(Stored records)
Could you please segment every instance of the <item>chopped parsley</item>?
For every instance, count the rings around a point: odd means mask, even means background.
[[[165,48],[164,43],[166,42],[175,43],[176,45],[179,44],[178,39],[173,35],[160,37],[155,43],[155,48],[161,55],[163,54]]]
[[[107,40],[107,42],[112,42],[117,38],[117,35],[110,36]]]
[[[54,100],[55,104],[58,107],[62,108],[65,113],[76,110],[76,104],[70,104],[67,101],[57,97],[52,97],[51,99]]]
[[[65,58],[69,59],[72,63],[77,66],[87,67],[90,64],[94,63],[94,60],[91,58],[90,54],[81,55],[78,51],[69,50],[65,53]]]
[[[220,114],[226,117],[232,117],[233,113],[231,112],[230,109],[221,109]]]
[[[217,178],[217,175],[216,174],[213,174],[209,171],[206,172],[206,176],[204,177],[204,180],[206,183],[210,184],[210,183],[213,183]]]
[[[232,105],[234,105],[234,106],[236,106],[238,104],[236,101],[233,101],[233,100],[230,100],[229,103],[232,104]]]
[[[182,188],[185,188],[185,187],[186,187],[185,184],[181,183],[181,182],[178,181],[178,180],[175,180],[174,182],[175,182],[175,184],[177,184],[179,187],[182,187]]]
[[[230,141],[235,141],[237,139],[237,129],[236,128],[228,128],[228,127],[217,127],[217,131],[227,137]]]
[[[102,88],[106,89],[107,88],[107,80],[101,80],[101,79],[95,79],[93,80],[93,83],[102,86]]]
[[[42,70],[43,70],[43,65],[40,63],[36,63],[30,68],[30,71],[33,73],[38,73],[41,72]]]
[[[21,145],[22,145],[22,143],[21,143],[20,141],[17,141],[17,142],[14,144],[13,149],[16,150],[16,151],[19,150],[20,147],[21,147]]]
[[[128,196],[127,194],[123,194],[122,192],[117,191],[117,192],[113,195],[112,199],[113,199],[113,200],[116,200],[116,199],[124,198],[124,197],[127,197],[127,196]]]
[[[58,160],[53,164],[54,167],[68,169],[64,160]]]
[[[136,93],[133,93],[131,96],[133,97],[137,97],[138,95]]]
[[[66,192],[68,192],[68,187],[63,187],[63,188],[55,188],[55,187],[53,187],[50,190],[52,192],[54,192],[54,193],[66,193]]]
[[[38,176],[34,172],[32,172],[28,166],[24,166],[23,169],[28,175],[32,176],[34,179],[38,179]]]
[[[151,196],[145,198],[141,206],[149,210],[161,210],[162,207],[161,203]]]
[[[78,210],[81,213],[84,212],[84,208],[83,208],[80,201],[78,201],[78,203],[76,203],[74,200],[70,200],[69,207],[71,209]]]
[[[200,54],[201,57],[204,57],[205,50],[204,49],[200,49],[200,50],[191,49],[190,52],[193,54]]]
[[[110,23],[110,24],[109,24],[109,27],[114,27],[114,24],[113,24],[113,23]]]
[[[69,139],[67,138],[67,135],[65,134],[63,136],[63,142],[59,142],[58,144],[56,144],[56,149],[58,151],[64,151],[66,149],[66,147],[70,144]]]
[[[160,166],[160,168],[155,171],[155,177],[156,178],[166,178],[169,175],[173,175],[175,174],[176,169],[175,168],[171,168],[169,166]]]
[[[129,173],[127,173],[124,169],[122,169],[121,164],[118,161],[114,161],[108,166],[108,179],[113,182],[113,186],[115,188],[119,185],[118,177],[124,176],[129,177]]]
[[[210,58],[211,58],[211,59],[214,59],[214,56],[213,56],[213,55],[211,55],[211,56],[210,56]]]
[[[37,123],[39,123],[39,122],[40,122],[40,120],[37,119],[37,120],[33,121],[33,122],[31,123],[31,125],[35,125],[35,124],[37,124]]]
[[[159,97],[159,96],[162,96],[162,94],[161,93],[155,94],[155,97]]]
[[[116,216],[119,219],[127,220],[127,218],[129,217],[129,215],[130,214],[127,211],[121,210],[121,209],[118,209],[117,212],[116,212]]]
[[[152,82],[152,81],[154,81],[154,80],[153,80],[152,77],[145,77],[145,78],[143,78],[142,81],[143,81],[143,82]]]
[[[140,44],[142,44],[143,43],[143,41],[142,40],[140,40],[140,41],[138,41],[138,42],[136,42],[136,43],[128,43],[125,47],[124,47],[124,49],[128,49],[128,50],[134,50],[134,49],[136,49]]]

▶ TASK INSTRUCTIONS: What's wanted here is every record, retyped exactly as shown above.

▶ TASK OUTPUT:
Could you please segment every instance of the <item>chopped parsley</item>?
For every instance, count the rings around a point: odd means mask, even means background.
[[[165,48],[164,43],[166,42],[175,43],[176,45],[179,44],[178,39],[173,35],[160,37],[155,43],[155,48],[161,55],[163,54]]]
[[[107,40],[107,42],[112,42],[117,38],[117,35],[110,36]]]
[[[54,100],[55,104],[58,107],[62,108],[65,113],[76,110],[76,104],[70,104],[67,101],[57,97],[52,97],[51,99]]]
[[[65,58],[69,59],[72,63],[77,66],[87,67],[90,64],[94,63],[94,60],[91,58],[90,54],[81,55],[78,51],[69,50],[65,53]]]
[[[220,114],[226,117],[232,117],[233,113],[231,112],[230,109],[221,109]]]
[[[217,178],[217,175],[216,174],[213,174],[209,171],[206,172],[206,176],[204,177],[204,180],[206,183],[210,184],[210,183],[213,183]]]
[[[232,105],[234,105],[234,106],[236,106],[238,104],[236,101],[233,101],[233,100],[230,100],[229,103],[232,104]]]
[[[182,188],[185,188],[185,187],[186,187],[185,184],[181,183],[181,182],[178,181],[178,180],[175,180],[174,182],[175,182],[175,184],[177,184],[179,187],[182,187]]]
[[[230,141],[235,141],[237,139],[237,129],[236,128],[228,128],[228,127],[217,127],[217,131],[227,137]]]
[[[102,88],[106,89],[107,88],[107,80],[101,80],[101,79],[95,79],[93,80],[93,83],[102,86]]]
[[[42,70],[43,70],[43,65],[40,63],[36,63],[30,68],[30,71],[33,73],[38,73],[41,72]]]
[[[21,145],[22,145],[22,143],[21,143],[20,141],[17,141],[17,142],[14,144],[13,149],[16,150],[16,151],[19,150],[20,147],[21,147]]]
[[[128,196],[127,194],[123,194],[122,192],[117,191],[117,192],[113,195],[112,199],[113,199],[113,200],[116,200],[116,199],[124,198],[124,197],[127,197],[127,196]]]
[[[58,160],[53,164],[54,167],[68,169],[64,160]]]
[[[136,93],[133,93],[131,96],[133,97],[137,97],[138,95]]]
[[[66,192],[68,192],[68,187],[63,187],[63,188],[55,188],[55,187],[53,187],[50,190],[52,192],[54,192],[54,193],[66,193]]]
[[[38,176],[34,172],[32,172],[28,166],[24,166],[23,169],[28,175],[32,176],[34,179],[38,179]]]
[[[151,196],[145,198],[141,206],[149,210],[161,210],[162,207],[161,203]]]
[[[78,210],[81,213],[84,212],[84,208],[83,208],[80,201],[78,201],[78,203],[76,203],[74,200],[70,200],[69,207],[71,209]]]
[[[200,54],[201,57],[204,57],[205,50],[204,49],[200,49],[200,50],[191,49],[190,52],[193,54]]]
[[[110,23],[110,24],[109,24],[109,27],[114,27],[114,24],[113,24],[113,23]]]
[[[69,139],[67,138],[67,135],[65,134],[63,136],[63,142],[59,142],[58,144],[56,144],[56,149],[58,151],[64,151],[66,149],[66,147],[70,144]]]
[[[160,166],[160,168],[155,171],[155,177],[156,178],[166,178],[169,175],[173,175],[175,174],[176,169],[175,168],[171,168],[169,166]]]
[[[129,173],[127,173],[124,169],[122,169],[121,164],[118,161],[114,161],[108,166],[108,179],[113,182],[113,186],[115,188],[119,185],[118,177],[124,176],[129,177]]]
[[[210,58],[211,58],[211,59],[214,59],[214,56],[213,56],[213,55],[211,55],[211,56],[210,56]]]
[[[37,123],[39,123],[39,122],[40,122],[40,120],[37,119],[37,120],[33,121],[33,122],[31,123],[31,125],[35,125],[35,124],[37,124]]]
[[[159,97],[159,96],[162,96],[162,94],[161,93],[155,94],[155,97]]]
[[[116,216],[119,219],[127,220],[127,218],[129,217],[129,215],[130,214],[127,211],[121,210],[121,209],[118,209],[117,212],[116,212]]]
[[[152,82],[152,81],[154,81],[154,80],[153,80],[152,77],[145,77],[145,78],[143,78],[142,81],[143,81],[143,82]]]
[[[140,44],[142,44],[143,43],[143,41],[142,40],[140,40],[140,41],[138,41],[138,42],[136,42],[136,43],[128,43],[125,47],[124,47],[124,49],[128,49],[128,50],[134,50],[134,49],[136,49]]]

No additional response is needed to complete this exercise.